WHAT TO PRODUCE
Reproduce a passage from the asteroid deflection discussion below, starting at the words "You are giving" and ending after "doesn't really matter.".

──────── SELECTED EXTRACT

Your error here was assuming some dp and then finding a formula that created an x that seemed right to you. You're not testing other dp to find if the formula works. It doesn't.
Yes, as dp goes to zero, if you want to deflect the asteroid at all, you need to be pushing it as much "to the side" of its initial motion as possible in order to change its direction of motion.
Yes, x goes to +90 degrees as dp matches the initial momentum of the asteroid. This is pushing directly
against the asteroid's motion, so the final asteroid momentum along its line of motion is p-dp->0 in this limit, meaning the asteroid stops. That's a "total deflection," or the best you can do. Note that pushing the asteroid forward is a negative value of x. That
never optimizes the deflection angle.
I may have forgotten to note that I've assumed dp<p (which should be clear from the formula) because otherwise Pierce could just easily turn the asteroid around, and we don't need any dramatic "just missing the earth" bit.
Yes, those assumptions were established well upthread as plausible given the launch point of the asteroid and how it should interact with Earth's orbit. A head on example in the Solar frame requires an extra-solar origin for the asteroid or an orbital period of much greater than 100 years (ie, the ellipse of the asteroid's path would have to be at Earth's orbit close to perihelion, and the combined speeds would be YUGE. Further, for your purposes, a head on in the Solar frame is exactly identical to the Earth frame, with the Earth's 30km/s transferred to the asteroid's velocity. At that point, your formula breaks very badly, as it suggests that the weaker your push, the more towards the perpendicular you should push but the stronger you push the more towards opposing the asteroid's path your should push. That doesn't work.
You are giving very specific numbers, like saying "the angle of appoach is 45 degrees for a 30km/s asteroid" in a response to tomB above. While I admit I didn't read the whole thread, that seems more specific than the range of "reasonable" launch points. But it doesn't really matter.
Yes, head-on in solar and earth frames looks the same but with different asteroid speeds. My formula doesn't break at all. Look, line up the asteroid's initial velocity/momentum (remember, these are proportional) along the horizontal axis. Pierce then pushes. The asteroid now has a final momentum with a vertical component --- entirely due to Pierce's perpendicular push -- and a horizontal component, which is its initial momentum minus Pierce's parallel push slowing it down. The slope of the new velocity is the vertical part divided by the horizontal part. This slope can get larger if one of two things happens: the numerator gets bigger, or the denominator gets smaller. But if Pierce's push has some fixed total magnitude, you reduce the amount you can shrink the horizontal component of the asteroid momentum by making the numerator bigger, so these are competing effects. My calculation tells you how to balance them to get the biggest slope.

────────────────
──────── SUPPLIED INFORMATION

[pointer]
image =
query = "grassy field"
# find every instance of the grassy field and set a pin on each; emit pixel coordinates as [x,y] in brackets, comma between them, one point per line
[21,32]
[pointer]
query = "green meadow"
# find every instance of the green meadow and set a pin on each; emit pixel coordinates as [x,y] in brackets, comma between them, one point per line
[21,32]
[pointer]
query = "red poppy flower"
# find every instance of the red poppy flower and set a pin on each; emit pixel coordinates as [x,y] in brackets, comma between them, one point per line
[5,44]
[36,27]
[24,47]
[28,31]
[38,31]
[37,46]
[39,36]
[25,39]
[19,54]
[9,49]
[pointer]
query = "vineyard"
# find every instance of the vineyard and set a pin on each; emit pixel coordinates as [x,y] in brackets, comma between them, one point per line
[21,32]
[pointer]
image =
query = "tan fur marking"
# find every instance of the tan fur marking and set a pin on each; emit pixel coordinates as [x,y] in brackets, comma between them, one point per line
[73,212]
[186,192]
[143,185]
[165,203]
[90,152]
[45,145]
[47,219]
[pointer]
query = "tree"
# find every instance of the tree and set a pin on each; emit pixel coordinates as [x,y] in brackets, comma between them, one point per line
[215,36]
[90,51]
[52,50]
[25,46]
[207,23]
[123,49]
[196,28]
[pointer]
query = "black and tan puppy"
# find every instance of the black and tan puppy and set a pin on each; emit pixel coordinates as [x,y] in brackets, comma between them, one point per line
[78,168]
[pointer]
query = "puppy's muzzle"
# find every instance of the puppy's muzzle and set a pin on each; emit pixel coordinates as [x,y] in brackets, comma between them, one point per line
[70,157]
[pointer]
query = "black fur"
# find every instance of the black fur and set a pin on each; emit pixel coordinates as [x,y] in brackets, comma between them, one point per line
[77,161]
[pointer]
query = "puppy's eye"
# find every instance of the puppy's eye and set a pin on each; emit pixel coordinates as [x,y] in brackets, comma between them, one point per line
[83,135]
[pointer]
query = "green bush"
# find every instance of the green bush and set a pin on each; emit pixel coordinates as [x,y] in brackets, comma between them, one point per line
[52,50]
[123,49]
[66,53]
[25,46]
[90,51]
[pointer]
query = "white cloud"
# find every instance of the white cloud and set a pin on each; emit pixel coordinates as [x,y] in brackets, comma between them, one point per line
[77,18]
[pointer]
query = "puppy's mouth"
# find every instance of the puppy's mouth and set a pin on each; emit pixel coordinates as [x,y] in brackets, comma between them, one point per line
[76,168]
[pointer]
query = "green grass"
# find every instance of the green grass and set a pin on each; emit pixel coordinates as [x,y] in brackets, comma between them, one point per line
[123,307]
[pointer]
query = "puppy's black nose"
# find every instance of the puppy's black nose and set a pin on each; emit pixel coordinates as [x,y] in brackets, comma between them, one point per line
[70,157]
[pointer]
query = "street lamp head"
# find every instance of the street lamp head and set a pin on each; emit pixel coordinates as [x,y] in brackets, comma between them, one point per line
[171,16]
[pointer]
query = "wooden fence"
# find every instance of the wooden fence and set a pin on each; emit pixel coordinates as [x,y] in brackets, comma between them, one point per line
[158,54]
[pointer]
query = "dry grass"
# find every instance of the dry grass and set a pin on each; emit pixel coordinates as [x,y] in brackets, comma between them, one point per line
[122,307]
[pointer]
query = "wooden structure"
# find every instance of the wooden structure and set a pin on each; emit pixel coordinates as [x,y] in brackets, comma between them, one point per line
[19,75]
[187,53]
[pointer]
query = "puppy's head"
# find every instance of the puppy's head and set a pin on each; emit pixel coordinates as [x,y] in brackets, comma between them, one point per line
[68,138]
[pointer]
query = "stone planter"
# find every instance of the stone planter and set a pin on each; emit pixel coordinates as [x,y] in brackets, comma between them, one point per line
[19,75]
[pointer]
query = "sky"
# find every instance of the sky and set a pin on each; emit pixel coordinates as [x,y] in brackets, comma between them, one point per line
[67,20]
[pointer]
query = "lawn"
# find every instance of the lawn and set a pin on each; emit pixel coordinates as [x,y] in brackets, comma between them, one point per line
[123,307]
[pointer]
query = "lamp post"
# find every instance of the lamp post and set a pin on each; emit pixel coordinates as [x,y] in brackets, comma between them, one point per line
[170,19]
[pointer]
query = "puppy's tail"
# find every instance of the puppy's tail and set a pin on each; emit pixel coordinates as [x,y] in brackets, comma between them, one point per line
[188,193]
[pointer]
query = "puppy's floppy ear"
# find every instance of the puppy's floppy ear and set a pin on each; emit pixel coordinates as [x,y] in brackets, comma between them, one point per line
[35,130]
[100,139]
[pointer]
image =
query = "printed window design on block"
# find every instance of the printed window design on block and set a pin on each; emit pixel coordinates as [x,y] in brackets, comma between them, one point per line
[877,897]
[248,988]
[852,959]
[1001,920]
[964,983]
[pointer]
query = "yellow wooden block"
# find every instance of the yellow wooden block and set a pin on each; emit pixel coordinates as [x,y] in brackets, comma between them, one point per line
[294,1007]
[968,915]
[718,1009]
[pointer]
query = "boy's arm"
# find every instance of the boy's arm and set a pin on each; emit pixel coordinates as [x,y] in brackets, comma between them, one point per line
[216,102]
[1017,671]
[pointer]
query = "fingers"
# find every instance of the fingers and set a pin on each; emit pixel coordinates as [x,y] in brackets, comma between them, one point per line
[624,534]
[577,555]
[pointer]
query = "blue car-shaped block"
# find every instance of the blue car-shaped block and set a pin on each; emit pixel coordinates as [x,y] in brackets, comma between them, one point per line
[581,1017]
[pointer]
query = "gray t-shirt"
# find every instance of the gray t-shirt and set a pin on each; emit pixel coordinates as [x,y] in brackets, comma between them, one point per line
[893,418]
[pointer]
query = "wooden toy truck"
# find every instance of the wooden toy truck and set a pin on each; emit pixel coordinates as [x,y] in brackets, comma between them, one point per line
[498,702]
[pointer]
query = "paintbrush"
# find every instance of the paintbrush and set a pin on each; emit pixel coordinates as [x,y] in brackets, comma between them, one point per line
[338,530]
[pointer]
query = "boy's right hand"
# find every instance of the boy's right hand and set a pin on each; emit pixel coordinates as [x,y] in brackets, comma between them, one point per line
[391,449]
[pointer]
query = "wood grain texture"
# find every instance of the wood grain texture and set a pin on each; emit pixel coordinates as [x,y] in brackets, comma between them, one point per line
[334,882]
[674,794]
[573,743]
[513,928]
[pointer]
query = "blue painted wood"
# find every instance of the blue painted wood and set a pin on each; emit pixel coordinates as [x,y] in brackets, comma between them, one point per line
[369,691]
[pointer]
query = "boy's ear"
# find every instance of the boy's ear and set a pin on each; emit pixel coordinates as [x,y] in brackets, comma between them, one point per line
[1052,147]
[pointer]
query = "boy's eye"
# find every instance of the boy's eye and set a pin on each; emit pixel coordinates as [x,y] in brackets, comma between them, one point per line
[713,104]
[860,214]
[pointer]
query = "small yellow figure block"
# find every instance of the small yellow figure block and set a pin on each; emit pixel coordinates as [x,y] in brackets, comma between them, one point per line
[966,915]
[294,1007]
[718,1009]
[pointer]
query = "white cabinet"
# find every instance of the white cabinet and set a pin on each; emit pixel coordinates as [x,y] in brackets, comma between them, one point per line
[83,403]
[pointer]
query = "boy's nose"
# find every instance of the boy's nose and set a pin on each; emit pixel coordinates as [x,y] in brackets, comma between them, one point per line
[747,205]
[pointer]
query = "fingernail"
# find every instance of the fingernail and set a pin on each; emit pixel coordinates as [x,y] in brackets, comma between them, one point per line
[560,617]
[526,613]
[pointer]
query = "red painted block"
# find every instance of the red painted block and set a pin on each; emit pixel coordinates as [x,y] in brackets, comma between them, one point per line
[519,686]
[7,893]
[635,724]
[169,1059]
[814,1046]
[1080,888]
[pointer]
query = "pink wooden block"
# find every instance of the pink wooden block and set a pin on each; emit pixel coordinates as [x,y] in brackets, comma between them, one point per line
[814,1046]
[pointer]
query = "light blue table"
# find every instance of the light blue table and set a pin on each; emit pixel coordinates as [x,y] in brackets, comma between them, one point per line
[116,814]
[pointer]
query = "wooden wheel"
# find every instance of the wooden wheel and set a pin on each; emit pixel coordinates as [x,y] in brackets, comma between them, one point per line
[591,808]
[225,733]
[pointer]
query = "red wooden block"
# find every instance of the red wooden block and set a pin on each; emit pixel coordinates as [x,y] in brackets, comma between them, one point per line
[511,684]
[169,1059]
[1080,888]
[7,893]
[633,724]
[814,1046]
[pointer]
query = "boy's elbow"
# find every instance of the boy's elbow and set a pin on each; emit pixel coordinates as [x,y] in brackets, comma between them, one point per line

────────────────

TASK RESULT
You are giving very specific numbers, like saying "the angle of appoach is 45 degrees for a 30km/s asteroid" in a response to tomB above. While I admit I didn't read the whole thread, that seems more specific than the range of "reasonable" launch points. But it doesn't really matter.